▶ [YOUR INSTRUCTIONS] The required output is the line that contains "Phrase: man in orange shirt" through the last line of the data, retyped verbatim and with nothing added.

▶ [DATA]
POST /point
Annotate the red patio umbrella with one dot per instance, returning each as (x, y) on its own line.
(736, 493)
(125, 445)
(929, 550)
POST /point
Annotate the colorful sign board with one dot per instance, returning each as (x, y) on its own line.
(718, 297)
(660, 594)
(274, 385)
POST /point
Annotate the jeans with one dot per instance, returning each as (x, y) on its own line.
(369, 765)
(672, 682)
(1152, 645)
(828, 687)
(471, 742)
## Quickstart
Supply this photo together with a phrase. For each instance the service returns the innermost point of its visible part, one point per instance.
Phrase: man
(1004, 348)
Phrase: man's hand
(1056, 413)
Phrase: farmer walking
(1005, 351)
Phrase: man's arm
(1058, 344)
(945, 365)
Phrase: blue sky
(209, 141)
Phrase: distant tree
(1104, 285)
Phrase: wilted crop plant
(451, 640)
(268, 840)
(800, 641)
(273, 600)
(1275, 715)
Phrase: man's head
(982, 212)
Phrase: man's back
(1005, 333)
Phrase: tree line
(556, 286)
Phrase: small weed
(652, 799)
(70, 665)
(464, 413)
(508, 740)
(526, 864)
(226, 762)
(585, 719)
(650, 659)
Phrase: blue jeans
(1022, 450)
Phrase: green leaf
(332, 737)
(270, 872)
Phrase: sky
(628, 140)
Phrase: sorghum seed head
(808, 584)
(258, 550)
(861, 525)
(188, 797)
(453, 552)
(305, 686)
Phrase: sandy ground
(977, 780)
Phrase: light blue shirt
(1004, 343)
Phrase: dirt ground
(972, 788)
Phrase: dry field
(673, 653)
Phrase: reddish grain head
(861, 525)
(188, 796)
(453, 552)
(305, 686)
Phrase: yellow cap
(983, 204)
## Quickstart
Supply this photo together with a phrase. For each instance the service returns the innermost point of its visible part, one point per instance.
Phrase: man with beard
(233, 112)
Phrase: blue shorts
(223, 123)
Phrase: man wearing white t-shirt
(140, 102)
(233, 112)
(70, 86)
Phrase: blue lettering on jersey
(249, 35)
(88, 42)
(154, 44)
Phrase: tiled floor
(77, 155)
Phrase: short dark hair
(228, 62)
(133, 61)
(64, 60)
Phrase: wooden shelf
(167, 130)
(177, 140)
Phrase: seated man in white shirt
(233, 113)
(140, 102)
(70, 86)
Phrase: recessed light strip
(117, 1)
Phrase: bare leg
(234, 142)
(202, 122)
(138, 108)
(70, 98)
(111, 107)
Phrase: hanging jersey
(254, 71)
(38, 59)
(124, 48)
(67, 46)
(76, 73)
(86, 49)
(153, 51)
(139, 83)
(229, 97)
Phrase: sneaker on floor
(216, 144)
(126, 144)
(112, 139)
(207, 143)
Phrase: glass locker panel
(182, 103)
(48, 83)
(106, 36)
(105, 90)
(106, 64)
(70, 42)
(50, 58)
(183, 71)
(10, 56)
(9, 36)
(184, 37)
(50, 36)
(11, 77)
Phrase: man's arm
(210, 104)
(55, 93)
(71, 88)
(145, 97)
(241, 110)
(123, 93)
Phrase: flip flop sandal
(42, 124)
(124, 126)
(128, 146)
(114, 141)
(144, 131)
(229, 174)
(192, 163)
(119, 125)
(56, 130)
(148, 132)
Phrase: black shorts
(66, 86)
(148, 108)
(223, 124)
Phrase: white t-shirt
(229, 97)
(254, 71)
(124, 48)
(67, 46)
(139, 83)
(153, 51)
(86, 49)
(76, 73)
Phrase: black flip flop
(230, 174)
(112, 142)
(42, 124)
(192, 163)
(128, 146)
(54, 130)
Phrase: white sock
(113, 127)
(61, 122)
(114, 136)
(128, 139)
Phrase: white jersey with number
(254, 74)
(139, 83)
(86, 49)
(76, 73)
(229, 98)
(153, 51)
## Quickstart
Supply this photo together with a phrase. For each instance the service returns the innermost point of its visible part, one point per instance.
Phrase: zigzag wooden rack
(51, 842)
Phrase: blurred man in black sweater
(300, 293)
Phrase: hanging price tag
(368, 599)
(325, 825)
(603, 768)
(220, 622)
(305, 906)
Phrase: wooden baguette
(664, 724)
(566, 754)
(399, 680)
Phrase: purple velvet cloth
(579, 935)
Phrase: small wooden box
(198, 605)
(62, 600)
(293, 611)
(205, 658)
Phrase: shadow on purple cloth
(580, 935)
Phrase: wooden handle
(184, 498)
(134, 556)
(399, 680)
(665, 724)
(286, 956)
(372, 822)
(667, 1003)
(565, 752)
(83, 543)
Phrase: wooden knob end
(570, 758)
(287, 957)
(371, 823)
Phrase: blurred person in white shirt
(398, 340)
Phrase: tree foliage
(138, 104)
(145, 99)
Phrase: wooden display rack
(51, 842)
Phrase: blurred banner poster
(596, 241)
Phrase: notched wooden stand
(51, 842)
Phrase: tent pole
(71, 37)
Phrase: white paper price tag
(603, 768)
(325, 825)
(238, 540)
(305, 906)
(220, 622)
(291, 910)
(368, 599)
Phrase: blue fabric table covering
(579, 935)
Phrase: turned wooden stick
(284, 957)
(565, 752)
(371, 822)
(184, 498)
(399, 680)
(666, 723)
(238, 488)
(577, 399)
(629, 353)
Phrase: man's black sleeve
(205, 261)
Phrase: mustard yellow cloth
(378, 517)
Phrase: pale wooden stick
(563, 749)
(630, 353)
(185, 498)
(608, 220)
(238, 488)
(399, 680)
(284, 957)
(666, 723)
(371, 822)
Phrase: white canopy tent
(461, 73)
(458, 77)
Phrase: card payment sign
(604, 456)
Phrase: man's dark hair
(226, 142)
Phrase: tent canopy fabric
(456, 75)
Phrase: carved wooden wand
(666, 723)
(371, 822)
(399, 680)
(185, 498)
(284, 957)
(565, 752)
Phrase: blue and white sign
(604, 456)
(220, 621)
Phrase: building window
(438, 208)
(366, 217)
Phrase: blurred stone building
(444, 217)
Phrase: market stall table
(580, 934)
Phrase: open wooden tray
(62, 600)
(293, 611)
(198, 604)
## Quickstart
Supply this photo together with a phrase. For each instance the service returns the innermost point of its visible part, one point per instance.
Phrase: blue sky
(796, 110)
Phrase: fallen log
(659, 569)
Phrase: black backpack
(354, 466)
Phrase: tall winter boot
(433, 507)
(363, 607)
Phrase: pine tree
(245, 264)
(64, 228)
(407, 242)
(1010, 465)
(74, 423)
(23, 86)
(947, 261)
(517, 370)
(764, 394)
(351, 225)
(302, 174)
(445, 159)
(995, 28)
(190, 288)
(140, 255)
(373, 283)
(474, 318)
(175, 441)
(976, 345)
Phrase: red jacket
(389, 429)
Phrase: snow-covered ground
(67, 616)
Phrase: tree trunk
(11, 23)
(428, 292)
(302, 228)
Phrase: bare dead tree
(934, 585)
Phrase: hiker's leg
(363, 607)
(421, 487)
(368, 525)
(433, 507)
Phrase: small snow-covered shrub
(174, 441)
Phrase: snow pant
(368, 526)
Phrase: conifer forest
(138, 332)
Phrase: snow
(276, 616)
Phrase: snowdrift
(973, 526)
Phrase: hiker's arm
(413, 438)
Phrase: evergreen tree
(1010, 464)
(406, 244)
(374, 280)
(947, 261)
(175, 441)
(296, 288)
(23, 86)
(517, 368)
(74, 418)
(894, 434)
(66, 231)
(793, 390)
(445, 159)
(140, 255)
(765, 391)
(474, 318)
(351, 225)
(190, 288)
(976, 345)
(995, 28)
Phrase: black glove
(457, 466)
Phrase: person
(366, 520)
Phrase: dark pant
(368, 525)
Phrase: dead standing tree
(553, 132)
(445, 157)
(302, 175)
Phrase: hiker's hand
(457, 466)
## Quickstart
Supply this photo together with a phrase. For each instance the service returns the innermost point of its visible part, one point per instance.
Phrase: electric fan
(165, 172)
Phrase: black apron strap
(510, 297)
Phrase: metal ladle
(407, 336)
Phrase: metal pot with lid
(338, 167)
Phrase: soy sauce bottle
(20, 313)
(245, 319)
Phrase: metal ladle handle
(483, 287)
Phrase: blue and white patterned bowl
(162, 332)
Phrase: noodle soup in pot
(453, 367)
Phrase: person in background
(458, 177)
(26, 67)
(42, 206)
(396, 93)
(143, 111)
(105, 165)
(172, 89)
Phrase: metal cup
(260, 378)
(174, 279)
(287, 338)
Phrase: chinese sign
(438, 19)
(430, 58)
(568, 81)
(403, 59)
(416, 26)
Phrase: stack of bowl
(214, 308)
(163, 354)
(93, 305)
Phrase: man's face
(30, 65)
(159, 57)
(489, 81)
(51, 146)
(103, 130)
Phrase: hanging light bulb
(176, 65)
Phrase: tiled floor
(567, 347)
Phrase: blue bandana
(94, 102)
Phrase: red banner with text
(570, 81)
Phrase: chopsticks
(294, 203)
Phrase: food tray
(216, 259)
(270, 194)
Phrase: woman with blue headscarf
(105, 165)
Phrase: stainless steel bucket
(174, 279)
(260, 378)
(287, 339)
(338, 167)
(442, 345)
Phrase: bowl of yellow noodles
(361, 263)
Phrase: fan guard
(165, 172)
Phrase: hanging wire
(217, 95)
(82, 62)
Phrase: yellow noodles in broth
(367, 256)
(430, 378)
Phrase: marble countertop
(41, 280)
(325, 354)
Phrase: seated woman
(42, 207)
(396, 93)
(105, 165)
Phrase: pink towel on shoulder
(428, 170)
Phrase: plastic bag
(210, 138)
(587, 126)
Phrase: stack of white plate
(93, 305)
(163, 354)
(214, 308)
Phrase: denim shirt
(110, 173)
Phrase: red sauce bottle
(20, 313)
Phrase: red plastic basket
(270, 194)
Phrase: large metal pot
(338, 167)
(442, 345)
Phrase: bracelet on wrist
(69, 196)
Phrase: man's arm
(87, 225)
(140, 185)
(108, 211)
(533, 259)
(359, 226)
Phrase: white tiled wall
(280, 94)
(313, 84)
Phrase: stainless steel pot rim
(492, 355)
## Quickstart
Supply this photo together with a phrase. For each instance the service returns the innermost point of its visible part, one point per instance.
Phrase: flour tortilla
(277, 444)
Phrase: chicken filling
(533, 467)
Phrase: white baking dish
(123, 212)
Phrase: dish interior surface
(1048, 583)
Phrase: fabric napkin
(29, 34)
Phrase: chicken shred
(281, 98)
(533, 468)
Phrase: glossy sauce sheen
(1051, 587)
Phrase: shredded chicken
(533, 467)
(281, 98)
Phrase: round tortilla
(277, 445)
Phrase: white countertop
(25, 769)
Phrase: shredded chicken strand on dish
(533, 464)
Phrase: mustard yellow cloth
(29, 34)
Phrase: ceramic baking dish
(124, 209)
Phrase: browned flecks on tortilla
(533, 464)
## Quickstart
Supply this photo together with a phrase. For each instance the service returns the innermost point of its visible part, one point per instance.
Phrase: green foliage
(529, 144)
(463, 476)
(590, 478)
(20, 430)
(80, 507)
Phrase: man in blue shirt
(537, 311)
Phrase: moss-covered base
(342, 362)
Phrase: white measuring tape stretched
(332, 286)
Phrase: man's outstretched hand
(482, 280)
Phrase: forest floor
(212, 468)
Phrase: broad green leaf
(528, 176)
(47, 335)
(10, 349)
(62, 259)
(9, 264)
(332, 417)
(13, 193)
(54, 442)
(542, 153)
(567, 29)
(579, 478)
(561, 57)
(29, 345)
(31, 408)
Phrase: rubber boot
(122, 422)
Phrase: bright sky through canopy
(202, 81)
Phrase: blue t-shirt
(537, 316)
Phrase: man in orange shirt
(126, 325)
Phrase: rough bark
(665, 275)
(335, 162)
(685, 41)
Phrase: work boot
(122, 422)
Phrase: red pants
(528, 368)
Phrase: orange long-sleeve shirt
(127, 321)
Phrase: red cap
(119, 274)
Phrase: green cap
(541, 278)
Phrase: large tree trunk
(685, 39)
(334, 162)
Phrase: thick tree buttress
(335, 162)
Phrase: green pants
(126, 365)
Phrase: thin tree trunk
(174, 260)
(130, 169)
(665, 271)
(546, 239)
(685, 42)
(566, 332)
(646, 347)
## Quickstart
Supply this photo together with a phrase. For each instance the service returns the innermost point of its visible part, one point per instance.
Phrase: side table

▶ [ANSWER FOR THE TASK]
Phrase: man in orange shirt
(126, 325)
Phrase: rough bark
(665, 275)
(335, 162)
(685, 41)
Phrase: work boot
(122, 422)
Phrase: red pants
(528, 368)
Phrase: orange long-sleeve shirt
(127, 321)
Phrase: red cap
(119, 274)
Phrase: green cap
(541, 278)
Phrase: large tree trunk
(685, 39)
(334, 162)
Phrase: thick tree buttress
(335, 162)
Phrase: green pants
(126, 365)
Phrase: thin tree trunk
(174, 260)
(130, 169)
(665, 271)
(546, 239)
(685, 42)
(566, 332)
(646, 347)
## Quickstart
Supply this photo together with a phrase. For each instance the service returns the innermost point of its visible part, one point per instance.
Phrase: side table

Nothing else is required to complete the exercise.